[[ PROVIDED DATA, beginning ]]

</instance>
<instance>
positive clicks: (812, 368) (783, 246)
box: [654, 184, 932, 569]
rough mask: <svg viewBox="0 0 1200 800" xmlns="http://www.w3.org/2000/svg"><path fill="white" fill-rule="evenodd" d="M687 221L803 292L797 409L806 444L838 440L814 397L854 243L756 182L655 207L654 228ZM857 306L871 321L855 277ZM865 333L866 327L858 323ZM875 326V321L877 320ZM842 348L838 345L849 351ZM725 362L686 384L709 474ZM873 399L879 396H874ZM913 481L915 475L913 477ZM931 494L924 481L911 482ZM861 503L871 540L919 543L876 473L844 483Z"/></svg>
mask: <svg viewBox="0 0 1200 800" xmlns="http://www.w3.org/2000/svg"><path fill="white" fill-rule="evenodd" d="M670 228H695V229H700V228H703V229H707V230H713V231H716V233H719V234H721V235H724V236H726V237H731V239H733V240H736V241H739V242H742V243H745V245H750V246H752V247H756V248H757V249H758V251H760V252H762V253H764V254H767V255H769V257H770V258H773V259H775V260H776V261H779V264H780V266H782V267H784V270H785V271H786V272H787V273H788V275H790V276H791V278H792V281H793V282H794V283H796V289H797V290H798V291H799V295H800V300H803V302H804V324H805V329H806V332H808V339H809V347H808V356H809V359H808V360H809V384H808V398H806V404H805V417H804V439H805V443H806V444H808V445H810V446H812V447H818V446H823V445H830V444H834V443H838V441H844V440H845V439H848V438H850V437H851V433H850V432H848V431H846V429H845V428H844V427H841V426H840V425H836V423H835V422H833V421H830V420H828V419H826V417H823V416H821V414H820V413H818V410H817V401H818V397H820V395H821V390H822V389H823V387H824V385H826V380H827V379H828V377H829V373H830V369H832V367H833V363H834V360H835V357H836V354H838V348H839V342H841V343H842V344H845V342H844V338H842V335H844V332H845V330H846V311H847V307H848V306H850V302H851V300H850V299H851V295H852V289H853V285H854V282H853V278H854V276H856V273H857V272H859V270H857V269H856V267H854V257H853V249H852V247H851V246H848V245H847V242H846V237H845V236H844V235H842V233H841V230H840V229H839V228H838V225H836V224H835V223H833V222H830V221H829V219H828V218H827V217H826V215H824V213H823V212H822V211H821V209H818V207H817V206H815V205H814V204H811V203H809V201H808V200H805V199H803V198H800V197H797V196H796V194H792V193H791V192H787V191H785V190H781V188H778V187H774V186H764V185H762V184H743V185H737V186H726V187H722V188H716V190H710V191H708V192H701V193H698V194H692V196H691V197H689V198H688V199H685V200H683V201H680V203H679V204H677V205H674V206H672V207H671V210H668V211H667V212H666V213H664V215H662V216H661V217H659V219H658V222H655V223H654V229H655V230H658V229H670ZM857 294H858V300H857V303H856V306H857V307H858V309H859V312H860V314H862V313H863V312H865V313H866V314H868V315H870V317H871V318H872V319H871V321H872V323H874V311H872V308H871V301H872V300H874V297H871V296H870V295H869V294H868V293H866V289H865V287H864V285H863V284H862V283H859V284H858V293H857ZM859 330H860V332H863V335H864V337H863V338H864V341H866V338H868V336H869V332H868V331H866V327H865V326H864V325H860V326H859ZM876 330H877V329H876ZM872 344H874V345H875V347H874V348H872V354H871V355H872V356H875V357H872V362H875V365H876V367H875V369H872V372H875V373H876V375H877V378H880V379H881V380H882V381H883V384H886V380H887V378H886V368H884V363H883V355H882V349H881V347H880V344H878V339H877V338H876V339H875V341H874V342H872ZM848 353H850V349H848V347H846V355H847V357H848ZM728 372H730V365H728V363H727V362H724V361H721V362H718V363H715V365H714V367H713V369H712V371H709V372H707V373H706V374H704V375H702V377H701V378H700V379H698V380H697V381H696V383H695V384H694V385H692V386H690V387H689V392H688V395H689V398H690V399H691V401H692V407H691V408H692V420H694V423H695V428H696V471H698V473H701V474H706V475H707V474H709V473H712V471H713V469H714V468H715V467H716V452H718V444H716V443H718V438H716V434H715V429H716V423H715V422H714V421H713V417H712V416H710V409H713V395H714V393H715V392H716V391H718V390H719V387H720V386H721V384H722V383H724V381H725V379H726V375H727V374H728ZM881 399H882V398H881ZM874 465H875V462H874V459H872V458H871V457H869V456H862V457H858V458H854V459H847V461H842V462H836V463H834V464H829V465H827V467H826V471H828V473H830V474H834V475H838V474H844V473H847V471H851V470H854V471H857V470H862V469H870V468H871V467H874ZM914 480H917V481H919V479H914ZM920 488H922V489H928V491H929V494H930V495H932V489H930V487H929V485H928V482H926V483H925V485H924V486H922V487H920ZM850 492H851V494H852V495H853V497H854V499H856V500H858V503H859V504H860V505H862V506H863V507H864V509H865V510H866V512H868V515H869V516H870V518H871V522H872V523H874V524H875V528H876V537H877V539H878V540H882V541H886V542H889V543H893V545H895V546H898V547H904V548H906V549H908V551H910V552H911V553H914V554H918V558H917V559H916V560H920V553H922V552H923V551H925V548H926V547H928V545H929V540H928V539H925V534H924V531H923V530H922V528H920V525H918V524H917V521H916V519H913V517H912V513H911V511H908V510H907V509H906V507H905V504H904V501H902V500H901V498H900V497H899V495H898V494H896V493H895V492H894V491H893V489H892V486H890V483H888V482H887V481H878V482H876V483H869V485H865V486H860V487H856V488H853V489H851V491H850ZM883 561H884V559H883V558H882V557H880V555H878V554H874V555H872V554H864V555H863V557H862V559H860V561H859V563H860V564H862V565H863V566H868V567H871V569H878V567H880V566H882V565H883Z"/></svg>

[[ PROVIDED DATA, end ]]

■ TASK REQUIREMENTS: Write the data from above out again, exactly.

■ RESULT:
</instance>
<instance>
positive clicks: (812, 368) (783, 246)
box: [654, 184, 932, 569]
rough mask: <svg viewBox="0 0 1200 800" xmlns="http://www.w3.org/2000/svg"><path fill="white" fill-rule="evenodd" d="M687 221L803 292L797 409L806 444L838 440L814 397L854 243L756 182L655 207L654 228ZM857 306L871 321L855 277ZM865 333L866 327L858 323ZM875 326V321L877 320ZM842 348L838 345L849 351ZM725 362L686 384L709 474ZM873 399L879 396H874ZM913 481L915 475L913 477ZM931 494L924 481L911 482ZM861 503L871 540L919 543L876 473L844 483Z"/></svg>
mask: <svg viewBox="0 0 1200 800" xmlns="http://www.w3.org/2000/svg"><path fill="white" fill-rule="evenodd" d="M670 228H695V229H700V228H703V229H707V230H713V231H716V233H719V234H721V235H724V236H726V237H731V239H733V240H736V241H739V242H742V243H745V245H750V246H752V247H756V248H757V249H758V251H760V252H762V253H764V254H767V255H769V257H770V258H773V259H775V260H776V261H779V264H780V266H782V267H784V270H785V271H786V272H787V273H788V275H790V276H791V278H792V281H793V282H794V283H796V289H797V290H798V291H799V295H800V300H803V302H804V324H805V329H806V332H808V339H809V347H808V356H809V359H808V360H809V384H808V398H806V404H805V417H804V439H805V443H806V444H808V445H810V446H812V447H818V446H823V445H830V444H834V443H838V441H844V440H845V439H848V438H850V437H851V433H850V432H848V431H846V429H845V428H844V427H841V426H840V425H836V423H835V422H833V421H830V420H828V419H826V417H823V416H821V414H820V413H818V410H817V401H818V397H820V395H821V390H822V389H823V387H824V385H826V380H827V379H828V377H829V373H830V369H832V367H833V363H834V360H835V357H836V354H838V348H839V342H841V343H842V344H845V342H844V338H842V335H844V332H845V330H846V311H847V307H848V306H850V302H851V300H850V299H851V295H852V289H853V285H854V282H853V278H854V276H856V273H857V272H859V270H857V269H856V267H854V257H853V249H852V247H851V246H848V245H847V242H846V237H845V236H844V235H842V233H841V230H840V229H839V228H838V225H836V224H835V223H833V222H830V221H829V219H828V218H827V217H826V215H824V213H823V212H822V211H821V209H818V207H817V206H815V205H814V204H811V203H809V201H808V200H805V199H803V198H800V197H797V196H796V194H792V193H791V192H787V191H785V190H781V188H778V187H774V186H764V185H762V184H743V185H737V186H726V187H722V188H716V190H710V191H708V192H701V193H698V194H692V196H691V197H689V198H688V199H685V200H683V201H680V203H679V204H677V205H674V206H672V207H671V210H668V211H667V212H666V213H664V215H662V216H661V217H659V219H658V222H655V223H654V229H655V230H658V229H670ZM857 294H858V300H857V303H856V306H857V307H858V309H859V312H860V314H862V313H863V312H865V313H866V314H868V315H870V317H871V318H872V319H871V321H872V323H874V311H872V308H871V301H872V300H874V297H871V296H870V295H869V294H868V293H866V289H865V287H864V285H863V284H862V283H859V284H858V293H857ZM859 330H860V332H863V335H864V337H863V338H864V341H866V338H868V336H869V332H868V331H866V327H865V326H864V325H860V326H859ZM876 330H877V329H876ZM872 344H874V345H875V347H874V348H872V354H871V355H872V356H875V357H872V362H875V365H876V367H875V369H872V372H875V373H876V375H877V378H880V379H881V380H882V381H883V384H886V380H887V378H886V368H884V363H883V355H882V349H881V347H880V344H878V339H877V338H876V339H875V341H874V342H872ZM848 353H850V349H848V347H846V355H847V357H848ZM728 372H730V365H728V363H727V362H724V361H721V362H718V363H715V365H714V367H713V369H712V371H709V372H707V373H706V374H704V375H702V377H701V378H700V379H698V380H697V381H696V383H695V384H694V385H692V386H690V387H689V392H688V395H689V398H690V399H691V401H692V407H691V408H692V420H694V423H695V428H696V471H698V473H701V474H706V475H707V474H709V473H712V471H713V469H714V468H715V467H716V452H718V444H716V443H718V438H716V434H715V429H716V423H715V422H714V421H713V417H712V416H710V409H713V395H714V393H715V392H716V391H718V390H719V387H720V386H721V384H722V383H724V381H725V379H726V375H727V374H728ZM881 399H882V398H881ZM874 465H875V462H874V459H872V458H871V457H869V456H862V457H858V458H854V459H847V461H842V462H836V463H834V464H829V465H827V467H826V471H828V473H830V474H834V475H838V474H844V473H847V471H851V470H854V471H857V470H862V469H870V468H871V467H874ZM914 480H917V481H919V479H914ZM920 488H922V489H928V491H929V494H930V495H932V489H930V487H929V485H928V482H926V483H925V485H924V486H922V487H920ZM850 492H851V494H852V495H853V497H854V499H856V500H858V503H859V504H860V505H862V506H863V507H864V509H865V510H866V512H868V515H869V516H870V518H871V522H872V523H874V524H875V528H876V537H877V539H878V540H882V541H886V542H889V543H893V545H895V546H898V547H904V548H906V549H908V551H910V552H911V553H914V554H918V558H917V559H916V560H920V553H922V552H923V551H925V548H926V547H928V545H929V540H928V539H925V534H924V531H923V530H922V528H920V525H918V524H917V521H916V519H913V517H912V513H911V511H908V510H907V509H906V507H905V504H904V501H902V500H901V498H900V497H899V495H898V494H896V493H895V492H894V491H893V489H892V486H890V483H888V482H887V481H878V482H876V483H869V485H865V486H860V487H856V488H853V489H851V491H850ZM883 561H884V559H883V558H882V557H880V555H878V554H874V555H872V554H864V555H863V557H862V559H860V561H859V563H860V564H862V565H863V566H868V567H871V569H878V567H880V566H882V565H883Z"/></svg>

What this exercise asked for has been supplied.